§ **ASSIGNMENT**
Copy every line of the listing below word for word, keeping all numbers, spacing, and punctuation unchanged.

§ **RECORDS FOR THIS EXERCISE**

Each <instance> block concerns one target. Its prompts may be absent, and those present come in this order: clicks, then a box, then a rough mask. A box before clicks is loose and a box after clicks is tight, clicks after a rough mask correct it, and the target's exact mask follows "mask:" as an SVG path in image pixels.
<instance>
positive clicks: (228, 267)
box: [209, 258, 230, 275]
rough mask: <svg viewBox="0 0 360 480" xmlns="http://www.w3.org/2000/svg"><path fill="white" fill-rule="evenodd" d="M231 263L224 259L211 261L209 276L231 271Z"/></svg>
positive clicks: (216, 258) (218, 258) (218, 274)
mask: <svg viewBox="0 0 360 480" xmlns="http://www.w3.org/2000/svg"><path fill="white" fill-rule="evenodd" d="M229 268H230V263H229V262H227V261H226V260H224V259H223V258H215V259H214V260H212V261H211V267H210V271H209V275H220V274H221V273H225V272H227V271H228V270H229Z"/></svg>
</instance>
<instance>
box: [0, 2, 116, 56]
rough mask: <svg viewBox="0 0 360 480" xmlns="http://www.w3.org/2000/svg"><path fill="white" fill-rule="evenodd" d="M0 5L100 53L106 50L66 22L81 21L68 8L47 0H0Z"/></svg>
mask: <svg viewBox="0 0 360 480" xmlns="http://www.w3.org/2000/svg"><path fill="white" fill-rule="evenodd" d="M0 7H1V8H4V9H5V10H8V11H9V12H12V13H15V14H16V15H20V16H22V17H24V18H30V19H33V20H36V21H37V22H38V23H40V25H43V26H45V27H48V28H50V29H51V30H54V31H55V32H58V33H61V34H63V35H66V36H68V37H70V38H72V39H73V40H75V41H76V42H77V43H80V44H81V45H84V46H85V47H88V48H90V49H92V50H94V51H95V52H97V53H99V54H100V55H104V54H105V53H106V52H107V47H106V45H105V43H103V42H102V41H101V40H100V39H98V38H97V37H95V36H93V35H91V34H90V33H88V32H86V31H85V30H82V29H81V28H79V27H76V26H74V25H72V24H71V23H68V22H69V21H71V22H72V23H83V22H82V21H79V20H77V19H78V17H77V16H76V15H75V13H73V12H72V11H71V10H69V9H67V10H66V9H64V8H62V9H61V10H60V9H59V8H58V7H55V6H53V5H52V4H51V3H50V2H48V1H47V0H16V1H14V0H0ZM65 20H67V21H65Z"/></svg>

§ **REPLY**
Each <instance> block concerns one target. Its prompts may be absent, and those present come in this order: clicks, then a box, then a rough mask. A box before clicks is loose and a box after clicks is tight, clicks after a rough mask correct it, and the target's exact mask follows "mask:" as an SVG path in image pixels.
<instance>
positive clicks: (228, 267)
box: [209, 258, 230, 275]
rough mask: <svg viewBox="0 0 360 480" xmlns="http://www.w3.org/2000/svg"><path fill="white" fill-rule="evenodd" d="M231 263L224 259L211 261L209 276L231 271Z"/></svg>
positive clicks: (216, 258) (218, 258) (218, 274)
mask: <svg viewBox="0 0 360 480" xmlns="http://www.w3.org/2000/svg"><path fill="white" fill-rule="evenodd" d="M229 268H230V263H229V262H227V261H226V260H224V259H223V258H215V259H214V260H212V261H211V267H210V271H209V275H220V274H221V273H225V272H227V271H228V270H229Z"/></svg>
</instance>
<instance>
box: [0, 2, 116, 56]
rough mask: <svg viewBox="0 0 360 480" xmlns="http://www.w3.org/2000/svg"><path fill="white" fill-rule="evenodd" d="M0 5L100 53L106 50L66 22L81 21L68 8L47 0H0Z"/></svg>
mask: <svg viewBox="0 0 360 480" xmlns="http://www.w3.org/2000/svg"><path fill="white" fill-rule="evenodd" d="M0 7H1V8H4V9H5V10H8V11H9V12H12V13H15V14H16V15H20V16H22V17H24V18H30V19H33V20H36V21H37V22H38V23H40V25H43V26H45V27H48V28H50V29H51V30H54V31H55V32H58V33H61V34H63V35H66V36H68V37H70V38H72V39H73V40H75V41H76V42H77V43H80V44H81V45H84V46H85V47H88V48H90V49H92V50H94V51H95V52H97V53H99V54H100V55H104V54H105V53H106V52H107V47H106V45H105V43H103V42H102V41H101V40H100V39H98V38H97V37H95V36H93V35H91V34H90V33H88V32H86V31H85V30H82V29H81V28H79V27H76V26H74V25H72V24H71V23H68V22H69V21H71V22H72V23H83V22H82V21H79V20H77V19H78V17H77V16H76V15H75V13H73V12H72V11H71V10H69V9H67V10H66V9H64V8H62V9H61V10H60V9H59V8H58V7H55V6H53V5H52V4H51V3H50V2H48V1H47V0H16V1H14V0H0ZM65 20H67V21H65Z"/></svg>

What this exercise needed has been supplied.